Write out the free-write post below word for word, from "Friday, June 01, 2007" to "for this week.".

── STUDY TEXT ──

Friday, June 01, 2007

Free-Write Fridays

Alright. Keep in mind this is my first try...and while Melissa's suggestion was exactly what I was looking for, my mother's suggestions were either humiliatingly useless because I already used it for real, or intensely grotesque (can any one say "Psychic Stick?"), so, having been rattled by that one, I'm going to attempt my first Free Write Friday. Maybe some day I will come up with a prize for if I pick your suggestion. Like, I'll help you load an old softlines rack into your Saturn. That sounds like a good prize for this week.

This week's winning suggestion comes from Melissa:

Short story, an older man, is afraid (I'll let your creativity come up with a reason why!) of his Nintendo Funbox.

Melissa wins the aforementioned help loading a softlines rack into a Saturn Vue.

===

June 2007

It sat there, this little white rectangular wedge, and it perturbed him to no end. It wasn't that he was afraid of technology; not by a long shot. Even at 70, Pat McGinley was no stranger to the modern world. In an era when his grandkids were teaching his own kids how to work their PCs, he was upgrading hardware and software for the software at City Hall. He was an alderman, had been for years, and had noticed in the last two decades that as his peers moved to Florida, into homes or died out, they were replaced by younger people, not unlike he had replaced some old town elder, been on the cutting edge. He was the first on his block to own a color television, and he continued the trend long after his beloved Margaret died of cancer; he was the first to throw out his old analog television for a brand new Sony Hi-def.

No, it wasn't the technology that scared him. Nor was it the price; had he not shelled out over $2000 for the new Xbox 360 just a year before, buying one each for his children and one for himself so the grandkids had something to do when they visited? The week before, he had debated dropping a considerably larger sum on the PS3, but the man at the counter had advised him to wait.

"Come back when we launch the Nintendo," the loud youth with a buzz cut had said. "That's the one you want. I mean, the PS3 is impressive, and the graphics are a sight better than the old PS2, and even tweaked a bit over the 360, but the gameplay hasn't changed since the days of the N64, really."

"Or the Sega Saturn," Pat added, wanting to show that here was no meer old codger; here was a man who knew what it was like. His guilty pleasures had always included an engrossing foray into video gaming since the days of the Atari. Even now, his favorite thing to do after Church on a Sunday was to rip through a couple levels of Grand Theft Auto to blow off some steam.

"But the Wii," continued the clerk at the electronics counter, "is going to revolutionize the way games are played." He went on to explain the innovative new controllers, the ever present online connection, the ability to play your existing Gamecube library (Pat's granddaughter Abby loved Mario Party 6), the capability to download and play games from every Nintendo and Sega system since the NES. This pushed Pat over the brink; his Genesis had broken and he dearly missed Toejam and Earl. He thanked the man and found himself waiting overnight in front of a retailer just to buy this small, innovative device, purchased extra remotes and enough nunchuck attachments, a Wii points card and four classic controllers. He told himself he would not buy them for his grandchildren, yet. They hadn't yet gotten a full year out of the last system he gave them; no, this would be something for him, a novelty to entice his grandchildren, to make them plead, "Mommy, Daddy...let's go to Grandpa's, please?"

───
── SUPPLIED INFORMATION ──

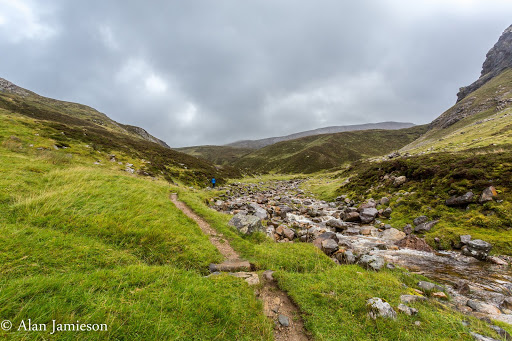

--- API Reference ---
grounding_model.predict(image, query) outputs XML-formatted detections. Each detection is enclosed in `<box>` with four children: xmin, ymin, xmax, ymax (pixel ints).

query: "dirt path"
<box><xmin>170</xmin><ymin>193</ymin><xmax>311</xmax><ymax>341</ymax></box>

───

## [WRITTEN RESPONSE]
Friday, June 01, 2007

Free-Write Fridays

Alright. Keep in mind this is my first try...and while Melissa's suggestion was exactly what I was looking for, my mother's suggestions were either humiliatingly useless because I already used it for real, or intensely grotesque (can any one say "Psychic Stick?"), so, having been rattled by that one, I'm going to attempt my first Free Write Friday. Maybe some day I will come up with a prize for if I pick your suggestion. Like, I'll help you load an old softlines rack into your Saturn. That sounds like a good prize for this week.